THE PROBLEM:
Below are some records; return each one exactly as written.

[Data entries]
# # # #

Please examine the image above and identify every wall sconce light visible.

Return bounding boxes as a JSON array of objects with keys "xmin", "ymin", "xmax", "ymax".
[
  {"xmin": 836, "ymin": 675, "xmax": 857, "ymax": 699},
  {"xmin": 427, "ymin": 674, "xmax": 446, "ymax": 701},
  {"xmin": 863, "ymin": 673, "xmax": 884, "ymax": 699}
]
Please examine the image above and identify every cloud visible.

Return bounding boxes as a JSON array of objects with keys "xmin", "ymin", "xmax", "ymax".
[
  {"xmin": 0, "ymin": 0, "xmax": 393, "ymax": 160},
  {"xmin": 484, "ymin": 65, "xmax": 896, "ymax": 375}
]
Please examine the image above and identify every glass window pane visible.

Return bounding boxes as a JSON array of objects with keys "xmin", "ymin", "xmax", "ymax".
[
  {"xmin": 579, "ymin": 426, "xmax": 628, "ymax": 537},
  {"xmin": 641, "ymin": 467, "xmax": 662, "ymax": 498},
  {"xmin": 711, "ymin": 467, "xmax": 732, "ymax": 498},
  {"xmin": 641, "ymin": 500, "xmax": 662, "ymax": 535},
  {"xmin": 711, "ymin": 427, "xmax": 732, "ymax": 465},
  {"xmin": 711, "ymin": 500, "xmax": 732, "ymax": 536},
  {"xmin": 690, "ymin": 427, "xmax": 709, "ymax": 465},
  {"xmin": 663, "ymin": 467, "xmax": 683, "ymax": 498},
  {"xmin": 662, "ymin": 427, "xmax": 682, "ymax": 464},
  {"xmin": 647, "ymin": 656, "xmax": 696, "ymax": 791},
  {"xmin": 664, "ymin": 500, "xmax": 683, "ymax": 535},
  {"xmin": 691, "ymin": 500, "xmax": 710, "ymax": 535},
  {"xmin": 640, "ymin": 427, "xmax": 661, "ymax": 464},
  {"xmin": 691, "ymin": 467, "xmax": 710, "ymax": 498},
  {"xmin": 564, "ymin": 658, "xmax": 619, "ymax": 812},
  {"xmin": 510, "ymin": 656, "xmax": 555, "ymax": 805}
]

# # # #

EXERCISE ANSWER:
Please examine the image above and identify every wall sconce light visible.

Return bounding boxes as a JSON array of objects with keys "xmin", "ymin", "xmax", "ymax".
[
  {"xmin": 836, "ymin": 675, "xmax": 857, "ymax": 699},
  {"xmin": 427, "ymin": 674, "xmax": 446, "ymax": 701},
  {"xmin": 863, "ymin": 673, "xmax": 884, "ymax": 699}
]
Please examine the image above and identify every cloud visible.

Return bounding boxes as a JSON array of objects with keys "xmin", "ymin", "xmax", "ymax".
[
  {"xmin": 0, "ymin": 0, "xmax": 393, "ymax": 160},
  {"xmin": 484, "ymin": 65, "xmax": 896, "ymax": 375}
]
Please examine the image above and identify every glass window pane visible.

Return bounding boxes as a JSON array of objects with keys "xmin", "ymin", "xmax", "ymax".
[
  {"xmin": 579, "ymin": 426, "xmax": 628, "ymax": 537},
  {"xmin": 641, "ymin": 467, "xmax": 662, "ymax": 498},
  {"xmin": 711, "ymin": 467, "xmax": 732, "ymax": 498},
  {"xmin": 641, "ymin": 500, "xmax": 662, "ymax": 535},
  {"xmin": 711, "ymin": 427, "xmax": 732, "ymax": 465},
  {"xmin": 711, "ymin": 500, "xmax": 732, "ymax": 536},
  {"xmin": 690, "ymin": 427, "xmax": 709, "ymax": 465},
  {"xmin": 663, "ymin": 467, "xmax": 683, "ymax": 498},
  {"xmin": 662, "ymin": 427, "xmax": 682, "ymax": 464},
  {"xmin": 647, "ymin": 656, "xmax": 696, "ymax": 791},
  {"xmin": 664, "ymin": 500, "xmax": 683, "ymax": 535},
  {"xmin": 691, "ymin": 500, "xmax": 710, "ymax": 535},
  {"xmin": 640, "ymin": 427, "xmax": 661, "ymax": 464},
  {"xmin": 691, "ymin": 467, "xmax": 710, "ymax": 498},
  {"xmin": 564, "ymin": 658, "xmax": 619, "ymax": 812},
  {"xmin": 510, "ymin": 656, "xmax": 555, "ymax": 805}
]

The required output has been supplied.